#### STORED ROWS:
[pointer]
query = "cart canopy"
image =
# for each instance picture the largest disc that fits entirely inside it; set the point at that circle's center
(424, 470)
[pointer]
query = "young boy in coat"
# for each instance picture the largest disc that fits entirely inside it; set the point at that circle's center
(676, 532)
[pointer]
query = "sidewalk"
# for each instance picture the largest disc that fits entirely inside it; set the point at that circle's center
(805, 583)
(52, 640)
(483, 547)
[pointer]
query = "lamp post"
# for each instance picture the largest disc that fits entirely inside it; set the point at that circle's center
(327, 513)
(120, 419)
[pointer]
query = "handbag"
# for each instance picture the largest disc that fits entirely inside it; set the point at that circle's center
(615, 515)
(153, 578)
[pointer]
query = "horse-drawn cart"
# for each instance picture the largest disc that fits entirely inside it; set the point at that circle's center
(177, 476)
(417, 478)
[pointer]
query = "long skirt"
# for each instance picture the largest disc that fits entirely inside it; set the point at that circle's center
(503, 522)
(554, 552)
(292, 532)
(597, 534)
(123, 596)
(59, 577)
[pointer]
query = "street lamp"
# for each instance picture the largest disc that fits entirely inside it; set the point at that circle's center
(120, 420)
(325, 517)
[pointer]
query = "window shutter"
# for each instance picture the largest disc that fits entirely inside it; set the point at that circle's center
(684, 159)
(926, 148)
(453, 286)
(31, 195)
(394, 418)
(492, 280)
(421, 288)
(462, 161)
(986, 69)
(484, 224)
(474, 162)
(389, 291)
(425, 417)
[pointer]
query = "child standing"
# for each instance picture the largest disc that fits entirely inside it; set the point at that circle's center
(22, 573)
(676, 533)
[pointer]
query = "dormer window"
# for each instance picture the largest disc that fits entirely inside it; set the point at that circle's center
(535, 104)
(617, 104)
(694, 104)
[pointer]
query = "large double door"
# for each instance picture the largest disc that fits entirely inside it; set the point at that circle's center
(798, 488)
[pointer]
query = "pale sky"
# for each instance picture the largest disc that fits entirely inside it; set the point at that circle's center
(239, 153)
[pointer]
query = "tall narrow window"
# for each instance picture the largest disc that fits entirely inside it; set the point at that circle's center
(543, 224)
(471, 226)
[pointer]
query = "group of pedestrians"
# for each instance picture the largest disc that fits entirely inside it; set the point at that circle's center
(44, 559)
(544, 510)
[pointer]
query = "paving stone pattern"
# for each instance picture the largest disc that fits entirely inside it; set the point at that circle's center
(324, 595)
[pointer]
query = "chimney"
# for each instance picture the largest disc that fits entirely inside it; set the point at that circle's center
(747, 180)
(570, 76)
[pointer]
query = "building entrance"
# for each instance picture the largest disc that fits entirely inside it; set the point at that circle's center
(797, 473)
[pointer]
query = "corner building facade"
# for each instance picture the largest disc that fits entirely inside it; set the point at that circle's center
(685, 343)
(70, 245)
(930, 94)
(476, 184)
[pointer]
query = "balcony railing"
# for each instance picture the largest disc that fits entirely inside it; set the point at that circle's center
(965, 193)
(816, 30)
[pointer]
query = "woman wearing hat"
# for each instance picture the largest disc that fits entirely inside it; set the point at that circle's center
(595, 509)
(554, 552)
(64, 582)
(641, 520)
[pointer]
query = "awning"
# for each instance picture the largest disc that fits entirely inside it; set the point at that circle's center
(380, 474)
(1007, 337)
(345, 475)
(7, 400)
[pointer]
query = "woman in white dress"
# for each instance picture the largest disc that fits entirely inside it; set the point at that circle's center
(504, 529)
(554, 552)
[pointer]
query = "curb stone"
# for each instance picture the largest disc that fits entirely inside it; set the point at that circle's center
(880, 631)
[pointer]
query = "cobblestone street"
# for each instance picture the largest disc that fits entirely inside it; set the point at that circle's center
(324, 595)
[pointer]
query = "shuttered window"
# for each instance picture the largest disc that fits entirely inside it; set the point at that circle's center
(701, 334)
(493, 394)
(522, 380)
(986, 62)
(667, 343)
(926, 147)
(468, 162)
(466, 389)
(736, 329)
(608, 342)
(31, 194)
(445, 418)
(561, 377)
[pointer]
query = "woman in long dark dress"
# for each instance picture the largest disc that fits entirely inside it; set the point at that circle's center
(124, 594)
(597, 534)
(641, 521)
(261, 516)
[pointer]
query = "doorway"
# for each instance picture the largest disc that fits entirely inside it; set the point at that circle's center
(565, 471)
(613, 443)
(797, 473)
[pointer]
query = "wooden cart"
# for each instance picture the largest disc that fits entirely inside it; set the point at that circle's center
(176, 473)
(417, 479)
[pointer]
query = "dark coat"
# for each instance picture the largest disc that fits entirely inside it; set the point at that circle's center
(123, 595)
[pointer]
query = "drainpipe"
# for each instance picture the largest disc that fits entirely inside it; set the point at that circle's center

#### BRIEF:
Your task is to give the records above again, exactly.

#### OUTPUT FOR THIS EXERCISE:
[pointer]
query = "cart canopy"
image =
# for each instance picture the largest disc that fits entirely inside it; set the point at that circle's center
(424, 470)
[pointer]
query = "young boy in coat"
# for each instance picture the largest disc that fits entirely inside it; set the point at that circle's center
(676, 532)
[pointer]
query = "sidewalk"
# for each instance picture the largest disc that fits entirely inside it; set the point at that circle's center
(805, 583)
(52, 640)
(483, 547)
[pointer]
query = "lamp post"
# for each instance picture the largest disc that fits entirely inside it; set the point at that circle's center
(327, 513)
(120, 419)
[pointer]
query = "handbag"
# for each instance picture the largest disc that fits entirely inside it; set the point at that circle's center
(615, 515)
(153, 578)
[pointer]
query = "horse-drawn cart"
# for each instance picture the largest disc that fits entirely inside it; set the point at that circle's center
(177, 476)
(417, 478)
[pointer]
query = "long skirt"
# for each instance picture the largest disc that fits entirely inside it; set the point at that circle's center
(503, 522)
(554, 552)
(292, 532)
(597, 534)
(123, 596)
(59, 577)
[pointer]
query = "street lamp"
# for each instance picture the largest disc that fits entirely inside it; set the point at that circle's center
(120, 420)
(325, 517)
[pointer]
query = "window shutter"
# for each instance picture the largest disc that fits entirely inside it; set the point at that circle's center
(684, 159)
(926, 148)
(453, 286)
(31, 195)
(394, 418)
(492, 280)
(421, 288)
(462, 161)
(986, 69)
(484, 224)
(474, 162)
(389, 291)
(425, 417)
[pointer]
query = "child standing"
# for each instance picture the largest disc that fits entirely inside it; set the point at that circle's center
(22, 573)
(676, 533)
[pointer]
query = "dormer window"
# for each instance picture the largest disc that fits entirely inside it; set the point at that circle's center
(535, 104)
(617, 104)
(694, 104)
[pointer]
query = "large double door"
# for each instance picture the largest disc that fits entirely inside it; set the point at that circle's center
(798, 488)
[pointer]
query = "pale sky"
# for each instance picture the largest disc that fits entirely inside it; set the point at that circle's center
(239, 153)
[pointer]
query = "tall narrow window"
# for each instance picture the largest disc that fits entirely inside it; set the point at that circle's center
(543, 224)
(471, 226)
[pointer]
query = "group of pedestrians"
# for each instance picture the largest disc that fits entirely inside it; set the point at that circle's center
(44, 559)
(544, 510)
[pointer]
query = "paving stone pattern"
# for each instance picture the largest disc that fits entirely inside it; set the point at that circle's center
(324, 595)
[pointer]
query = "chimney"
# for each instance picture the largest disc that fits entirely inside it; set the point at that circle's center
(747, 180)
(570, 76)
[pointer]
query = "building entrance"
# for each instance picture the largest disc that fits entirely inside it; set the point at that circle's center
(797, 473)
[pointer]
query = "corner building facade"
# for each instance picture the largest disc that fits entirely inside it; set the point at that circle's center
(685, 343)
(70, 245)
(930, 94)
(476, 184)
[pointer]
query = "balcony railing"
# for each instance picture the largest disc that fits entirely inside it; set the point at that circle's center
(965, 193)
(816, 30)
[pointer]
query = "woman wearing hat"
# for each instance picture the largest disc that fits entirely inside it; set the point at that circle's center
(595, 509)
(554, 552)
(64, 582)
(641, 520)
[pointer]
query = "awning"
# for each instance picture the largest disc that fits entirely inside it; set the point at that circle's center
(380, 474)
(1007, 337)
(345, 475)
(7, 400)
[pointer]
query = "woman in white dress"
# for each instance picture the largest disc that fits entirely inside it; set the point at that circle's center
(504, 529)
(554, 552)
[pointer]
query = "curb stone"
# for each instance picture the largest disc that fits entirely inside it; set the point at that circle's center
(880, 631)
[pointer]
query = "cobblestone street"
# for each instance picture the largest disc that fits entirely inside it; set the point at that circle's center
(324, 595)
[pointer]
query = "shuttered window"
# for each instance picture the largest disc that fits entirely inside it; set the point at that circle's center
(701, 334)
(493, 394)
(522, 380)
(986, 62)
(667, 343)
(926, 147)
(468, 162)
(466, 389)
(736, 329)
(608, 342)
(31, 194)
(445, 418)
(561, 377)
[pointer]
query = "woman in long dark dress"
# for each instance picture the largest disc that fits entirely inside it; set the point at that circle's center
(124, 594)
(597, 534)
(641, 521)
(261, 516)
[pointer]
query = "doorway"
# for each instance picture the largest disc that fits entirely inside it; set the point at that circle's center
(565, 471)
(613, 443)
(797, 473)
[pointer]
query = "wooden cart"
# for each instance picture the largest disc that fits entirely inside it; set the point at that circle's center
(176, 473)
(417, 479)
[pointer]
query = "dark coat"
# for each instance picture the largest disc that fits entirely inside it; set the point at that circle's center
(123, 595)
[pointer]
query = "drainpipe"
# for each instance picture the largest disc that fits entirely inside it; set the point at that circle's center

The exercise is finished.